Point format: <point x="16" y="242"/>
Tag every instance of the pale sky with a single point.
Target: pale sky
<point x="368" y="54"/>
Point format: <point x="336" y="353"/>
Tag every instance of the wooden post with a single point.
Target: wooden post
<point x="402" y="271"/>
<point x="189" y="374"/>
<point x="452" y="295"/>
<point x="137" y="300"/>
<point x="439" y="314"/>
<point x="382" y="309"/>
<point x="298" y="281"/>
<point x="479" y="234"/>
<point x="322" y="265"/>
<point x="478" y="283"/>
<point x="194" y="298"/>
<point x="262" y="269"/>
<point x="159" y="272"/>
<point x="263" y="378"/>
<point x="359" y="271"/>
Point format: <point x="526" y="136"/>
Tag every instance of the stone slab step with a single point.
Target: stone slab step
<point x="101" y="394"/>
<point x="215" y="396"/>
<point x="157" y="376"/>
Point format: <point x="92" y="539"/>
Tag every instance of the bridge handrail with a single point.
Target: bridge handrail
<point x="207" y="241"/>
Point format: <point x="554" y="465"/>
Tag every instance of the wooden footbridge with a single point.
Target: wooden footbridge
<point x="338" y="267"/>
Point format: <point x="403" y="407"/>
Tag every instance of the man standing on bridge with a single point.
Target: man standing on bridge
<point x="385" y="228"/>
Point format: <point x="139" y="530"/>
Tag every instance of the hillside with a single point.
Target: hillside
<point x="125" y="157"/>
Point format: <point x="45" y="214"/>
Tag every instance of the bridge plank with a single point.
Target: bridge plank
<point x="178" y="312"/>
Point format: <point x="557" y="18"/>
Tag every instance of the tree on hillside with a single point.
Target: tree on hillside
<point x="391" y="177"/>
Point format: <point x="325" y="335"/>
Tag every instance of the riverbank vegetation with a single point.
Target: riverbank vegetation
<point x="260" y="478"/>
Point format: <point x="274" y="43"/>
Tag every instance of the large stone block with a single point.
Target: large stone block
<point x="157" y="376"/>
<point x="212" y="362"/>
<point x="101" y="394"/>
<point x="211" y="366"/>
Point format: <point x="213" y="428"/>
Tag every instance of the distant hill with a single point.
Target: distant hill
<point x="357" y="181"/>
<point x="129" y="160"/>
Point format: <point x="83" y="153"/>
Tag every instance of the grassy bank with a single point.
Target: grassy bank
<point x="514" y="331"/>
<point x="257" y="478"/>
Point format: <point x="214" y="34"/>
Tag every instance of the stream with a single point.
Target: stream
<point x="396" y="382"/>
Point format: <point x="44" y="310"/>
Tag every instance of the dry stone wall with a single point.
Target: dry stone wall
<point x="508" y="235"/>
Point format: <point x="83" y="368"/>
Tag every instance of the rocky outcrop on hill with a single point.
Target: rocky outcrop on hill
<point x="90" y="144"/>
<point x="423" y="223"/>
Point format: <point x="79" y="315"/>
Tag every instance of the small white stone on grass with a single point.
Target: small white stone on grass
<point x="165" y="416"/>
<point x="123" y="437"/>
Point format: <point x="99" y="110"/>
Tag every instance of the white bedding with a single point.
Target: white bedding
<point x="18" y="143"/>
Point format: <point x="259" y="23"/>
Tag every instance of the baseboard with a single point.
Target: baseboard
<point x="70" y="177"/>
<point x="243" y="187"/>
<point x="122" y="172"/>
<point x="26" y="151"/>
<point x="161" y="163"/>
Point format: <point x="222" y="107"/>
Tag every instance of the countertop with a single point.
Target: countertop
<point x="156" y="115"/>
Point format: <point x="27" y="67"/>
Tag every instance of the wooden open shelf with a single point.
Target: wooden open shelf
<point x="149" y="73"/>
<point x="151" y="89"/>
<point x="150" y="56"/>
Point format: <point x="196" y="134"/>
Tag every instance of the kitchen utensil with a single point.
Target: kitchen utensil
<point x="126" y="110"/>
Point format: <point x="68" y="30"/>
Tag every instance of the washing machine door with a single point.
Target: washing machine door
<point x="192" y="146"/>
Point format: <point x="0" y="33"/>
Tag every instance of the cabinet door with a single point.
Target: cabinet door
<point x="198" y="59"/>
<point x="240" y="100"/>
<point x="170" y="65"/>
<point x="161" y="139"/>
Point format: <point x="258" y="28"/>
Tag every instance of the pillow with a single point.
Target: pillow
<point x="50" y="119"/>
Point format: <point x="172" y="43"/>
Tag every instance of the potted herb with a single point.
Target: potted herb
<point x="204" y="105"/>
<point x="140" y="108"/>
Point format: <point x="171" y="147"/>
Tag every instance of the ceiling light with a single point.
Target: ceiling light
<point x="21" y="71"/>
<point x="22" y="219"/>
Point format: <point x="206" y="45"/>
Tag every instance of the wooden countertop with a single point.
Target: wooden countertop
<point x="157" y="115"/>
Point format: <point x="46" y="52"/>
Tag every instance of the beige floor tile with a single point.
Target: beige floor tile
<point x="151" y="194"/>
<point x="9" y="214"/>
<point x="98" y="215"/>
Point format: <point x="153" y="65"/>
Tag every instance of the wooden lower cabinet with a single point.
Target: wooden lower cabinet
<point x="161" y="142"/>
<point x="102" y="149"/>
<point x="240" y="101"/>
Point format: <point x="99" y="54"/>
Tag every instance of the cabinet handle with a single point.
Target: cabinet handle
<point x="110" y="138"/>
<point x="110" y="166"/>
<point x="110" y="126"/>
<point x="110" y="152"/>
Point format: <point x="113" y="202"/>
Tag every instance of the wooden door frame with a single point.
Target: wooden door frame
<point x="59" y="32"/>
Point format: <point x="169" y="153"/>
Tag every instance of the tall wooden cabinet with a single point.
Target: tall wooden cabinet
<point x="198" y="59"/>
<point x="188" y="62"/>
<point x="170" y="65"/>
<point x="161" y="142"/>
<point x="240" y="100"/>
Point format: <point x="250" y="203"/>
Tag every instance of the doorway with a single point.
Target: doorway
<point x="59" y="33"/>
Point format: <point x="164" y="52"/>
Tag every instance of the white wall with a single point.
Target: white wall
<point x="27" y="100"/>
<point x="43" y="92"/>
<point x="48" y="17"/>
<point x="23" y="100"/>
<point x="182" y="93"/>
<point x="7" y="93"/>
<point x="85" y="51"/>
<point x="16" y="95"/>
──────────────────────────────
Set down the material above again, word for word.

Point format: <point x="16" y="242"/>
Tag every instance of the pale sky with a single point.
Target: pale sky
<point x="368" y="54"/>
Point format: <point x="336" y="353"/>
Tag every instance of the wooden post with a single point.
Target: wooden post
<point x="402" y="271"/>
<point x="189" y="374"/>
<point x="452" y="295"/>
<point x="137" y="300"/>
<point x="439" y="314"/>
<point x="382" y="309"/>
<point x="298" y="281"/>
<point x="479" y="234"/>
<point x="322" y="265"/>
<point x="478" y="283"/>
<point x="194" y="298"/>
<point x="262" y="269"/>
<point x="159" y="272"/>
<point x="263" y="378"/>
<point x="359" y="271"/>
Point format: <point x="526" y="136"/>
Tag every instance of the stone slab step with a single point.
Target: stone slab step
<point x="101" y="394"/>
<point x="215" y="396"/>
<point x="157" y="376"/>
Point format: <point x="92" y="539"/>
Tag every instance of the bridge handrail with a single point.
Target: bridge handrail
<point x="207" y="241"/>
Point format: <point x="554" y="465"/>
Tag every instance of the wooden footbridge with a single point.
Target: wooden footbridge
<point x="338" y="267"/>
Point format: <point x="403" y="407"/>
Tag every instance of the man standing on bridge with a single point.
Target: man standing on bridge
<point x="385" y="228"/>
Point format: <point x="139" y="530"/>
Tag every instance of the hillside with a single point.
Target: hillside
<point x="125" y="157"/>
Point format: <point x="45" y="214"/>
Tag every instance of the bridge plank with a single point.
Target: bridge plank
<point x="178" y="312"/>
Point format: <point x="557" y="18"/>
Tag every instance of the tree on hillside with a single point.
Target: tree on hillside
<point x="391" y="177"/>
Point format: <point x="325" y="335"/>
Tag every instance of the riverbank vegetation with a single point.
Target: riverbank vegetation
<point x="260" y="478"/>
Point format: <point x="274" y="43"/>
Tag every instance of the large stone block with a single point.
Target: large stone block
<point x="157" y="376"/>
<point x="212" y="362"/>
<point x="101" y="394"/>
<point x="211" y="366"/>
Point format: <point x="213" y="428"/>
Tag every instance of the distant hill with a single point.
Target: distant hill
<point x="357" y="181"/>
<point x="129" y="160"/>
Point format: <point x="83" y="153"/>
Tag every instance of the grassy bank with a single point.
Target: grassy bank
<point x="514" y="331"/>
<point x="257" y="478"/>
Point format: <point x="214" y="34"/>
Tag every instance of the stream with a single point.
Target: stream
<point x="396" y="382"/>
Point format: <point x="44" y="310"/>
Tag every instance of the dry stone wall with a single point.
Target: dry stone wall
<point x="508" y="235"/>
Point format: <point x="83" y="368"/>
Tag every instance of the rocky outcrop on hill with a single point.
Target: rocky outcrop on hill
<point x="90" y="144"/>
<point x="423" y="223"/>
Point format: <point x="79" y="315"/>
Tag every instance of the small white stone on grass with a single point.
Target: small white stone on grass
<point x="165" y="416"/>
<point x="123" y="437"/>
Point format: <point x="99" y="110"/>
Tag every instance of the white bedding with a single point.
Target: white bedding
<point x="18" y="143"/>
Point format: <point x="259" y="23"/>
Tag every instance of the baseboard with a single point.
Target: baseboard
<point x="70" y="177"/>
<point x="243" y="187"/>
<point x="122" y="172"/>
<point x="26" y="151"/>
<point x="161" y="163"/>
Point format: <point x="222" y="107"/>
Tag every instance of the countertop with a single point.
Target: countertop
<point x="156" y="115"/>
Point format: <point x="27" y="67"/>
Tag every instance of the wooden open shelf with a single point.
Target: wooden open shelf
<point x="149" y="73"/>
<point x="151" y="89"/>
<point x="150" y="56"/>
Point format: <point x="196" y="134"/>
Tag every instance of the kitchen utensil with a single point.
Target: kitchen utensil
<point x="126" y="110"/>
Point format: <point x="68" y="30"/>
Tag every instance of the washing machine door with a single point.
Target: washing machine door
<point x="192" y="146"/>
Point format: <point x="0" y="33"/>
Tag every instance of the cabinet door with a single point.
Target: cabinet door
<point x="198" y="59"/>
<point x="240" y="100"/>
<point x="170" y="65"/>
<point x="161" y="139"/>
Point format: <point x="258" y="28"/>
Tag every instance of the pillow with a single point.
Target: pillow
<point x="50" y="119"/>
Point format: <point x="172" y="43"/>
Tag every instance of the potted herb with a single point.
Target: potted herb
<point x="204" y="105"/>
<point x="140" y="108"/>
Point format: <point x="171" y="147"/>
Tag every instance of the ceiling light with a single point.
Target: ceiling light
<point x="21" y="71"/>
<point x="22" y="219"/>
Point format: <point x="206" y="45"/>
Tag every instance of the wooden countertop with a single point.
Target: wooden countertop
<point x="157" y="115"/>
Point format: <point x="46" y="52"/>
Tag every instance of the beige floor tile with a single point.
Target: beige floor tile
<point x="151" y="194"/>
<point x="9" y="214"/>
<point x="98" y="215"/>
Point format: <point x="153" y="65"/>
Tag every instance of the wooden lower cabinet with a single point.
Target: wooden lower cabinet
<point x="161" y="142"/>
<point x="102" y="149"/>
<point x="240" y="101"/>
Point format: <point x="99" y="54"/>
Tag every instance of the cabinet handle with a single point.
Target: cabinet handle
<point x="110" y="138"/>
<point x="110" y="166"/>
<point x="110" y="126"/>
<point x="110" y="152"/>
Point format: <point x="113" y="202"/>
Tag every instance of the wooden door frame with a single point.
Target: wooden door frame
<point x="59" y="32"/>
Point format: <point x="169" y="153"/>
Tag every instance of the tall wooden cabinet with a single point.
Target: tall wooden cabinet
<point x="198" y="59"/>
<point x="188" y="62"/>
<point x="170" y="65"/>
<point x="161" y="142"/>
<point x="240" y="100"/>
Point format: <point x="250" y="203"/>
Tag every instance of the doorway with a single point.
Target: doorway
<point x="59" y="33"/>
Point format: <point x="164" y="52"/>
Tag every instance of the white wall with a single point.
Target: white wall
<point x="27" y="100"/>
<point x="43" y="92"/>
<point x="48" y="17"/>
<point x="23" y="100"/>
<point x="182" y="93"/>
<point x="7" y="93"/>
<point x="85" y="51"/>
<point x="16" y="95"/>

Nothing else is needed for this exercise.